» GIVEN EXERCISE
Copy out the material below word for word, leaving out the picture.

» INFORMATION SHOWN
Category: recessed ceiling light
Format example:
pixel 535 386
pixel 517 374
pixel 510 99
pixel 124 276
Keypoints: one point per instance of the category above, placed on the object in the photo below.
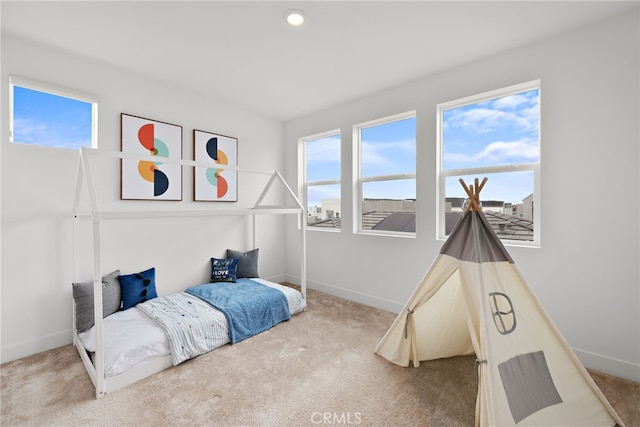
pixel 294 17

» RESULT OF THE TASK
Category: recessed ceiling light
Format example:
pixel 535 386
pixel 517 374
pixel 510 99
pixel 124 276
Keypoints: one point per instance of the category above, placed on the object in the photo below.
pixel 294 17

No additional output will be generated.